__Short problem__:
Please give back all of the records below, line for line, leaving out the pictures.

__Dataset rows__:
— START —

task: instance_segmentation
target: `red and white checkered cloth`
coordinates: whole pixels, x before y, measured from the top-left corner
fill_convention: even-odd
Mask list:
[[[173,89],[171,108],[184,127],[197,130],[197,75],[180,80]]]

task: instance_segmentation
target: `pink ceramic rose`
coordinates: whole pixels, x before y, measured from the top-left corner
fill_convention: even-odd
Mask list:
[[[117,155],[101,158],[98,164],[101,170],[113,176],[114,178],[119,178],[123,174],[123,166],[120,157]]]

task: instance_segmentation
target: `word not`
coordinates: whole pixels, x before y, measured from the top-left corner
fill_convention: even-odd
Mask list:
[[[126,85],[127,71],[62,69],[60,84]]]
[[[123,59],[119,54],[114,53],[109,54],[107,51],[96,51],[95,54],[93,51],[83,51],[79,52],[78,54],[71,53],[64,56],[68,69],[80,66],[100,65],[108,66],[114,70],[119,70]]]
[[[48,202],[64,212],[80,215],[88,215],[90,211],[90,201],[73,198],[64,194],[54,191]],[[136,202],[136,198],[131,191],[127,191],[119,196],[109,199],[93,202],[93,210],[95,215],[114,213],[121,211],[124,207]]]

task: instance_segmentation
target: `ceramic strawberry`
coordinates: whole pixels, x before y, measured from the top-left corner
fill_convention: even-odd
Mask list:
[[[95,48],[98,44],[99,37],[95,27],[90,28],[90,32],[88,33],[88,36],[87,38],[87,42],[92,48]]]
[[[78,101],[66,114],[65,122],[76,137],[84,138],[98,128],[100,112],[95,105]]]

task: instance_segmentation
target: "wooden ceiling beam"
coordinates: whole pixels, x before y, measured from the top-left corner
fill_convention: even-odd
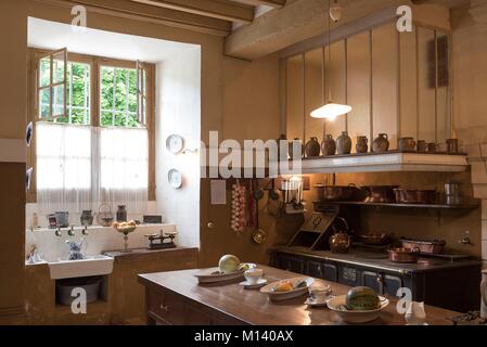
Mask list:
[[[176,10],[205,17],[248,24],[254,21],[254,8],[222,0],[130,0],[146,5]]]
[[[39,2],[73,8],[85,5],[88,12],[108,14],[113,16],[138,20],[167,25],[170,27],[192,30],[196,33],[227,36],[232,25],[228,21],[204,17],[170,9],[156,8],[126,0],[35,0]]]
[[[274,9],[281,9],[285,7],[286,0],[231,0],[234,2],[241,2],[254,7],[266,5]]]

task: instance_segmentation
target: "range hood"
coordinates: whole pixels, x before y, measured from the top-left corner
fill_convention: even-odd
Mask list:
[[[293,169],[290,162],[290,169]],[[270,171],[275,166],[271,165]],[[305,158],[300,174],[349,174],[349,172],[461,172],[466,170],[466,155],[423,154],[387,152],[383,154],[337,155],[333,157]],[[298,174],[298,172],[294,172]]]

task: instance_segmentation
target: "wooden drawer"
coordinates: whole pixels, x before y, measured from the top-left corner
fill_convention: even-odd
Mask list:
[[[167,324],[184,324],[184,304],[176,294],[167,291],[149,292],[149,311],[162,318]]]

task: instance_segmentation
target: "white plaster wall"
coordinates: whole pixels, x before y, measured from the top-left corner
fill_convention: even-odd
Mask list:
[[[200,246],[200,155],[174,155],[166,139],[180,134],[185,147],[201,141],[201,48],[190,47],[157,64],[156,85],[156,195],[157,210],[178,228],[179,245]],[[183,187],[169,185],[167,174],[176,168]]]

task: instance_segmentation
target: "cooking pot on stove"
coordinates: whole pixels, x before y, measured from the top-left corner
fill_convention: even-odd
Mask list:
[[[345,230],[337,231],[335,224],[333,224],[335,234],[330,237],[330,249],[334,253],[348,253],[351,247],[351,236],[347,234],[348,223],[342,217],[336,217],[336,220],[339,220],[344,223]]]

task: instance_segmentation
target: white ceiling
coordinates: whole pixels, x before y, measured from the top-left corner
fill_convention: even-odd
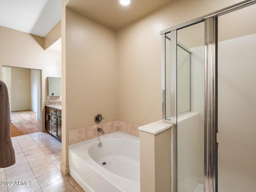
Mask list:
[[[0,25],[44,37],[61,10],[60,0],[0,0]]]
[[[56,53],[61,53],[61,38],[56,41],[46,49],[46,51],[54,52]]]
[[[118,30],[174,0],[132,0],[126,6],[118,0],[70,0],[67,6],[114,29]]]
[[[120,28],[175,0],[70,0],[68,7],[113,29]],[[61,0],[0,0],[0,25],[44,37],[60,20]]]

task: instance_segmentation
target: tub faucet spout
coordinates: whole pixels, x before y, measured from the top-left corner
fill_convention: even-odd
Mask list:
[[[98,128],[97,130],[99,132],[101,132],[102,134],[103,134],[104,133],[104,131],[102,129],[101,129],[100,128]]]

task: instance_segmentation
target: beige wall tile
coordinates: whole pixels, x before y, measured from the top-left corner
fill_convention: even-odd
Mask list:
[[[117,120],[113,121],[113,125],[114,127],[113,131],[114,132],[115,132],[115,131],[117,131]]]
[[[126,123],[123,121],[117,121],[117,130],[126,132]]]
[[[102,123],[101,128],[104,131],[104,134],[112,133],[114,131],[114,124],[112,121],[108,123]]]
[[[141,126],[140,125],[138,125],[138,135],[137,136],[137,137],[140,137],[140,130],[138,130],[138,128],[140,127],[141,127]]]
[[[97,130],[98,128],[101,128],[100,124],[87,127],[87,139],[92,139],[100,136],[101,133]]]
[[[72,130],[68,132],[68,144],[78,143],[86,140],[86,127]]]
[[[138,125],[132,123],[126,123],[126,133],[137,136],[138,136]]]

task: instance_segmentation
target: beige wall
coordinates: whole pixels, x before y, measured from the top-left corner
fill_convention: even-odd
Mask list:
[[[117,119],[116,32],[66,10],[67,129]]]
[[[12,68],[12,111],[29,110],[30,104],[30,70]]]
[[[140,131],[141,192],[171,191],[171,128],[156,135]]]
[[[60,21],[44,37],[45,50],[61,37],[61,21]]]
[[[256,31],[218,48],[218,191],[254,191]]]
[[[3,66],[42,70],[41,122],[43,130],[46,77],[61,76],[60,54],[45,51],[41,46],[43,38],[2,26],[0,26],[0,79]]]
[[[98,113],[105,118],[103,123],[117,119],[117,56],[116,31],[68,8],[65,12],[62,145],[66,146],[63,166],[67,167],[68,131],[96,124]]]
[[[12,70],[10,67],[2,67],[2,80],[6,85],[9,96],[9,104],[12,108]]]
[[[162,118],[161,30],[240,1],[176,1],[118,31],[118,120]]]

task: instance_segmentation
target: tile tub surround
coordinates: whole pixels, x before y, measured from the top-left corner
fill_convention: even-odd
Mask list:
[[[44,105],[45,106],[59,110],[61,110],[62,109],[61,104],[61,101],[46,101],[44,102]]]
[[[68,132],[68,144],[101,136],[102,134],[97,130],[98,128],[103,130],[104,132],[103,134],[119,131],[139,137],[140,131],[138,128],[140,126],[136,124],[116,120],[74,129]]]
[[[60,142],[47,132],[12,138],[16,162],[0,168],[0,181],[33,182],[33,185],[0,185],[0,192],[84,192],[70,175],[60,172]]]

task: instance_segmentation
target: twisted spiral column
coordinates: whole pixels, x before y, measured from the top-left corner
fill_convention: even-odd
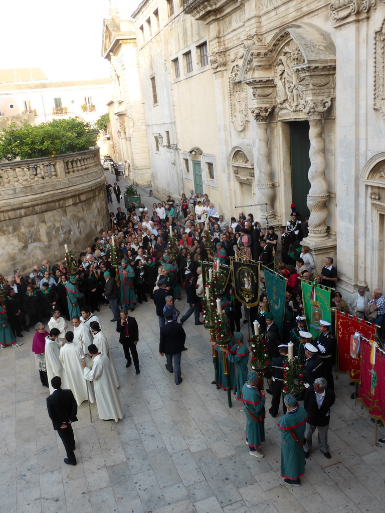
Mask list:
[[[322,136],[323,126],[322,120],[309,119],[310,129],[310,168],[309,178],[311,187],[306,203],[310,210],[307,241],[322,241],[328,239],[328,228],[325,224],[328,216],[326,202],[329,199],[328,183],[325,176],[326,162]]]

— END —

__Response__:
task: instance_segmentation
target: `red and white checkered cloth`
coordinates: whole pixels, x before y, measured from the top-left corner
fill_convention: even-odd
Mask list:
[[[173,89],[171,108],[184,127],[197,130],[197,75],[180,80]]]

task: instance_segmentation
target: `pink ceramic rose`
coordinates: whole pixels, x before y, measured from the top-left corner
fill_convention: even-odd
Mask list:
[[[117,155],[101,158],[98,164],[101,170],[113,176],[114,178],[119,178],[123,174],[123,166],[120,157]]]

task: instance_segmentation
target: `word not`
coordinates: whole pixels, x before y, measured from the top-left corner
fill_convention: even-odd
Mask list:
[[[126,85],[127,71],[62,69],[60,84]]]
[[[123,59],[119,54],[114,53],[109,54],[107,51],[96,51],[95,54],[93,51],[83,51],[79,52],[78,54],[71,53],[64,56],[68,69],[80,66],[100,65],[108,66],[114,70],[119,70]]]
[[[48,202],[64,212],[80,215],[88,215],[90,211],[90,201],[73,198],[64,194],[54,191]],[[136,202],[136,198],[131,191],[127,191],[119,196],[109,199],[93,202],[93,210],[95,215],[114,213],[121,211],[124,207]]]

task: instance_segmentation
target: `ceramic strawberry`
coordinates: whole pixels, x before y, measured from the top-left corner
fill_convention: even-odd
Mask list:
[[[95,48],[98,44],[99,37],[95,27],[90,28],[90,32],[88,33],[88,36],[87,38],[87,42],[92,48]]]
[[[78,101],[66,114],[65,122],[76,137],[84,138],[98,128],[100,112],[95,105]]]

task: instance_segmentation
target: "wooden ceiling beam"
coordinates: whole pixels, x before y, measured from the top-left corner
fill_convention: even-odd
Mask list:
[[[176,10],[205,17],[248,24],[254,21],[254,8],[222,0],[130,0],[146,5]]]
[[[39,2],[73,8],[85,5],[88,12],[108,14],[113,16],[138,20],[167,25],[170,27],[192,30],[196,33],[227,36],[232,25],[228,21],[204,17],[170,9],[156,8],[126,0],[35,0]]]
[[[274,9],[281,9],[285,7],[286,0],[231,0],[234,2],[241,2],[254,7],[266,5]]]

task: instance_segmentation
target: "range hood"
coordinates: whole pixels, x before y, measured from the top-left corner
fill_convention: even-odd
Mask list:
[[[293,169],[290,162],[290,169]],[[270,171],[275,166],[271,165]],[[305,158],[300,174],[349,174],[349,172],[461,172],[466,170],[466,155],[423,154],[387,152],[383,154],[337,155],[333,157]],[[298,174],[298,172],[294,172]]]

task: instance_segmentation
target: "wooden drawer"
coordinates: whole pixels, x before y, measured from the top-left corner
fill_convention: even-odd
Mask list:
[[[167,324],[184,324],[184,304],[176,294],[167,291],[149,292],[149,311],[162,318]]]

task: instance_segmentation
target: "white plaster wall"
coordinates: whole pixels, x before y, measured from the top-left corner
fill_convention: even-odd
Mask list:
[[[200,246],[200,155],[174,155],[166,139],[180,134],[185,147],[201,141],[201,48],[190,47],[157,64],[156,85],[156,195],[157,210],[178,228],[179,245]],[[183,187],[169,185],[167,174],[176,168]]]

task: instance_segmentation
target: "cooking pot on stove"
coordinates: whole pixels, x before y, measured from the top-left corner
fill_convention: even-odd
Mask list:
[[[345,230],[337,231],[335,224],[333,224],[335,234],[330,237],[330,249],[334,253],[348,253],[351,247],[351,236],[347,234],[348,223],[342,217],[336,217],[336,220],[339,220],[344,223]]]

task: instance_segmentation
target: white ceiling
coordinates: whole pixels, x before y, measured from the top-left corner
fill_convention: even-odd
Mask list:
[[[0,25],[44,37],[61,10],[60,0],[0,0]]]
[[[56,53],[61,53],[61,38],[56,41],[46,49],[46,51],[54,52]]]
[[[118,30],[174,0],[132,0],[126,6],[118,0],[70,0],[67,6],[114,29]]]
[[[120,28],[175,0],[70,0],[68,7],[113,29]],[[61,0],[0,0],[0,25],[44,37],[60,20]]]

task: instance_segmentation
target: tub faucet spout
coordinates: whole pixels, x before y, measured from the top-left corner
fill_convention: even-odd
Mask list:
[[[98,128],[97,130],[99,132],[101,132],[102,134],[103,134],[104,133],[104,131],[102,129],[101,129],[100,128]]]

task: instance_segmentation
target: beige wall tile
coordinates: whole pixels, x before y, measured from the top-left corner
fill_convention: even-odd
Mask list:
[[[117,120],[113,121],[113,125],[114,127],[113,131],[114,132],[115,132],[115,131],[117,131]]]
[[[126,123],[123,121],[117,121],[117,130],[126,132]]]
[[[102,123],[101,128],[104,131],[104,134],[112,133],[114,131],[114,124],[112,121],[108,123]]]
[[[141,126],[140,125],[138,125],[138,135],[137,136],[137,137],[140,137],[140,130],[138,130],[138,128],[140,127],[141,127]]]
[[[97,130],[98,128],[101,128],[100,124],[87,127],[87,139],[92,139],[100,136],[101,133]]]
[[[72,130],[68,132],[68,144],[78,143],[86,140],[86,127]]]
[[[138,125],[132,123],[126,123],[126,133],[137,136],[138,136]]]

task: instance_segmentation
target: beige wall
coordinates: whole pixels, x before y, measured from the top-left corner
fill_convention: even-odd
Mask list:
[[[117,119],[116,32],[66,10],[67,129]]]
[[[12,68],[12,111],[29,110],[30,104],[30,70]]]
[[[140,131],[141,192],[171,191],[171,128],[156,135]]]
[[[60,21],[44,37],[45,50],[61,37],[61,21]]]
[[[256,31],[218,48],[218,191],[254,191]]]
[[[3,66],[42,70],[41,122],[43,130],[46,77],[61,76],[60,54],[45,51],[41,46],[43,38],[2,26],[0,26],[0,79]]]
[[[98,113],[105,118],[103,123],[117,119],[117,56],[116,31],[68,8],[65,12],[62,145],[66,146],[63,166],[67,167],[68,131],[96,124]]]
[[[12,70],[10,67],[2,67],[2,80],[6,85],[9,96],[9,104],[12,108]]]
[[[162,118],[161,30],[240,1],[176,1],[118,31],[118,120]]]

task: instance_segmentation
target: tile tub surround
coordinates: whole pixels, x before y, measured from the top-left corner
fill_convention: even-odd
Mask list:
[[[44,105],[45,106],[59,110],[61,110],[62,109],[61,104],[61,101],[46,101],[44,102]]]
[[[68,132],[68,144],[101,136],[102,134],[97,130],[98,128],[103,130],[104,132],[103,134],[119,131],[139,137],[140,131],[138,128],[140,126],[136,124],[116,120],[74,129]]]
[[[60,142],[47,132],[12,138],[16,162],[0,168],[0,181],[33,182],[33,185],[0,185],[0,192],[84,192],[70,175],[60,172]]]

task: instance_segmentation
target: twisted spiral column
coordinates: whole pixels, x before y, measured from the top-left corner
fill_convention: even-odd
Mask list:
[[[322,136],[323,126],[322,120],[309,119],[310,129],[310,168],[309,178],[311,187],[306,203],[310,210],[307,241],[322,241],[328,239],[328,228],[325,224],[328,216],[326,202],[329,199],[328,183],[325,176],[326,162]]]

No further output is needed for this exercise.